- Active: 1942–1946 1947–1977
- Country: New Zealand
- Type: Navy
- Role: Naval warfare
- Size: Personnel: 519 (peak strength);
- Engagements: Second World War Home Front;

Commanders
- Notable commanders: Ruth Herrick (1942–1946) Lorelle Corbin (1947–1963)

= Women's Royal New Zealand Naval Service =

The Women's Royal New Zealand Naval Service (WRNZNS) was the female auxiliary of the Royal New Zealand Navy (RNZN). Raised during the Second World War, most of its personnel, known as Wrens, served as signallers and operators of naval equipment on the Home Front. At its peak, it had a strength of over 500 serving personnel. The WRNZNS disbanded in 1946 but was resurrected the following year to compensate for reduced manpower in the RNZN. It was disbanded again in 1977 when women were allowed to serve with the Royal New Zealand Navy.

==Formation==
Following the outbreak of the Second World War, it was some time before the potential contribution of women to the war effort was appreciated in New Zealand. It was not until late 1940 that a Women's War Service Auxiliary (WWSA) was formed with the task of co-ordinating the use of women in the war effort. This then led to the formation of female auxiliary services for the branches of the New Zealand Military Forces. By May 1941, there was official discussion for a naval service for women. At that time, female civilian employees of the Royal New Zealand Navy (RNZN) had already replaced men in some roles, mainly in supply and clerical work.

Following further discussion, one topic of debate being whether women would be required to work at nights before it was realised that this would overly limit their potential contribution to the war effort, the New Zealand War cabinet approved the establishment of the Women's Royal New Zealand Naval Service (WRNZNS) in April 1942. The first director of the service was Ruth Herrick, with the rank of chief officer, appointed on 18 May. King George VI conferred the service with royal status a few months later.

Records shown:
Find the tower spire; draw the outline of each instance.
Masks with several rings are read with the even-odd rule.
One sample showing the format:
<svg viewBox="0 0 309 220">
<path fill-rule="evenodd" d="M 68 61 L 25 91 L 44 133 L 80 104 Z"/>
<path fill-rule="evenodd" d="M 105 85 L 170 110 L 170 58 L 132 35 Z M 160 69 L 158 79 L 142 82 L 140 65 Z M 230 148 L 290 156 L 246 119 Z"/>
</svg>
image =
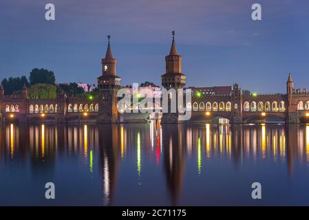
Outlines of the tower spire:
<svg viewBox="0 0 309 220">
<path fill-rule="evenodd" d="M 173 41 L 171 42 L 171 50 L 169 51 L 169 55 L 178 55 L 178 52 L 176 48 L 176 43 L 175 43 L 175 31 L 171 32 L 171 36 L 173 37 Z"/>
<path fill-rule="evenodd" d="M 291 72 L 288 73 L 288 82 L 293 82 L 293 79 L 292 78 Z"/>
<path fill-rule="evenodd" d="M 110 35 L 107 35 L 108 45 L 107 45 L 107 50 L 106 50 L 105 59 L 112 59 L 112 58 L 114 58 L 113 53 L 111 53 L 111 44 L 109 43 L 110 38 L 111 38 L 111 36 Z"/>
</svg>

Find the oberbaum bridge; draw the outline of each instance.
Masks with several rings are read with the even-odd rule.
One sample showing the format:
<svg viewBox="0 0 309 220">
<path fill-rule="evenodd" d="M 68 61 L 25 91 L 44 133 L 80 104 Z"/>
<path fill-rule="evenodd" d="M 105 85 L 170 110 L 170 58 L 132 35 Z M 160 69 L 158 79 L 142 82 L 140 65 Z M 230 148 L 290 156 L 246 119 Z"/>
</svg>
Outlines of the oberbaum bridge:
<svg viewBox="0 0 309 220">
<path fill-rule="evenodd" d="M 183 89 L 186 85 L 186 75 L 182 72 L 182 56 L 177 51 L 174 35 L 173 32 L 170 52 L 165 56 L 165 74 L 161 76 L 162 85 L 167 89 Z M 0 122 L 147 122 L 150 113 L 118 112 L 117 91 L 121 88 L 121 78 L 116 74 L 116 63 L 109 36 L 105 57 L 102 59 L 102 74 L 97 78 L 100 94 L 98 98 L 92 100 L 67 97 L 60 88 L 57 89 L 56 99 L 30 98 L 25 85 L 21 94 L 6 96 L 1 85 Z M 294 89 L 290 73 L 285 94 L 244 94 L 237 83 L 231 87 L 189 88 L 192 98 L 191 102 L 187 103 L 187 111 L 191 111 L 191 119 L 180 121 L 178 111 L 163 113 L 160 114 L 161 123 L 214 122 L 218 118 L 225 118 L 231 123 L 301 123 L 309 119 L 309 91 Z"/>
</svg>

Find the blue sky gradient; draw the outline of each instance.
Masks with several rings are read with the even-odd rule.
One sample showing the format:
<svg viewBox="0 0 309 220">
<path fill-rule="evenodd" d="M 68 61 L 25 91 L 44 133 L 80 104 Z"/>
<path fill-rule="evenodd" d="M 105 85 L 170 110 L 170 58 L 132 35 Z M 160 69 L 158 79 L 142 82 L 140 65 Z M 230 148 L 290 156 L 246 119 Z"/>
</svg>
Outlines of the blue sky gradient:
<svg viewBox="0 0 309 220">
<path fill-rule="evenodd" d="M 45 6 L 56 20 L 45 19 Z M 251 6 L 262 20 L 251 19 Z M 187 86 L 284 93 L 288 73 L 309 87 L 308 0 L 52 0 L 0 2 L 0 78 L 34 67 L 56 81 L 96 83 L 111 35 L 122 85 L 160 85 L 175 30 Z"/>
</svg>

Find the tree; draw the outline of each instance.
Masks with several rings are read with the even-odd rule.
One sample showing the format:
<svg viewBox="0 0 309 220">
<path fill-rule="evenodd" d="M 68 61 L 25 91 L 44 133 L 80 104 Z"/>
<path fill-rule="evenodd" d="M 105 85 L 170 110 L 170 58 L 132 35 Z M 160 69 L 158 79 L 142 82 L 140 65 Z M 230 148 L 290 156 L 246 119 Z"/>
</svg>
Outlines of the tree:
<svg viewBox="0 0 309 220">
<path fill-rule="evenodd" d="M 77 83 L 70 82 L 69 85 L 62 84 L 59 85 L 64 92 L 69 96 L 78 96 L 85 93 L 84 89 L 79 87 Z"/>
<path fill-rule="evenodd" d="M 1 84 L 4 89 L 6 95 L 12 95 L 12 94 L 18 94 L 21 92 L 23 87 L 23 84 L 28 86 L 28 80 L 27 77 L 23 76 L 21 77 L 10 77 L 8 79 L 3 78 Z"/>
<path fill-rule="evenodd" d="M 38 83 L 31 86 L 28 92 L 29 98 L 55 99 L 56 87 L 54 85 Z"/>
<path fill-rule="evenodd" d="M 251 94 L 251 92 L 248 89 L 245 89 L 245 90 L 243 89 L 242 94 L 246 96 L 250 96 Z"/>
<path fill-rule="evenodd" d="M 35 85 L 37 83 L 51 85 L 55 84 L 55 76 L 54 72 L 43 68 L 33 69 L 30 72 L 29 80 L 31 85 Z"/>
</svg>

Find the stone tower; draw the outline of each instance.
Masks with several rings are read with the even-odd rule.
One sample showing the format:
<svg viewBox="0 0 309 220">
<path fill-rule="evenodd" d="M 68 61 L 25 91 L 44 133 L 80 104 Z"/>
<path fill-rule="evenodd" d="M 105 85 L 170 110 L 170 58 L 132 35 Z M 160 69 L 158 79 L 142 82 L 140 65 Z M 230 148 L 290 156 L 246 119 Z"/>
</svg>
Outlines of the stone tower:
<svg viewBox="0 0 309 220">
<path fill-rule="evenodd" d="M 238 83 L 234 83 L 231 91 L 233 122 L 242 122 L 242 91 Z"/>
<path fill-rule="evenodd" d="M 288 123 L 297 123 L 297 104 L 293 103 L 293 88 L 294 83 L 292 78 L 292 74 L 288 73 L 288 80 L 286 81 L 286 96 L 287 96 L 287 117 L 286 122 Z"/>
<path fill-rule="evenodd" d="M 171 100 L 176 100 L 176 107 L 178 105 L 178 94 L 177 89 L 183 89 L 186 85 L 186 75 L 182 72 L 182 56 L 178 54 L 175 43 L 175 32 L 172 32 L 173 41 L 171 43 L 171 50 L 169 54 L 165 56 L 165 74 L 161 76 L 162 85 L 164 89 L 169 90 L 175 89 L 175 97 L 173 97 L 170 94 L 173 93 L 169 92 L 168 105 L 169 112 L 164 113 L 162 115 L 162 123 L 178 123 L 178 109 L 176 108 L 175 113 L 171 112 Z M 162 94 L 164 96 L 164 94 Z"/>
<path fill-rule="evenodd" d="M 113 57 L 110 36 L 107 38 L 105 58 L 102 59 L 102 75 L 98 78 L 98 88 L 100 90 L 98 123 L 116 123 L 118 121 L 117 91 L 120 87 L 121 78 L 116 75 L 117 60 Z"/>
<path fill-rule="evenodd" d="M 21 89 L 21 94 L 23 95 L 23 98 L 26 99 L 28 96 L 28 89 L 25 86 L 25 83 L 23 83 L 23 89 Z"/>
</svg>

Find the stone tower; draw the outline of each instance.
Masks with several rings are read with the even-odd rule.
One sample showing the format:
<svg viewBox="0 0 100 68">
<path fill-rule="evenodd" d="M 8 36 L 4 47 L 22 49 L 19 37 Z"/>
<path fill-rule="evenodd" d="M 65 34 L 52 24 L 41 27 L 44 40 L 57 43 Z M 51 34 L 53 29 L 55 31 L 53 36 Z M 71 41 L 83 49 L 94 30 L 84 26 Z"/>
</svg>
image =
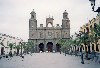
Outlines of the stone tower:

Work request: Copy everything in the Women's Royal New Zealand Naval Service text above from "- Active: 1942–1946" down to "Lorelle Corbin (1947–1963)" word for word.

Answer for this exercise:
- Active: 1942–1946 1947–1977
- Country: New Zealand
- Type: Navy
- Role: Naval warfare
- Size: Personnel: 519 (peak strength);
- Engagements: Second World War Home Front;

Commanders
- Notable commanders: Ruth Herrick (1942–1946) Lorelle Corbin (1947–1963)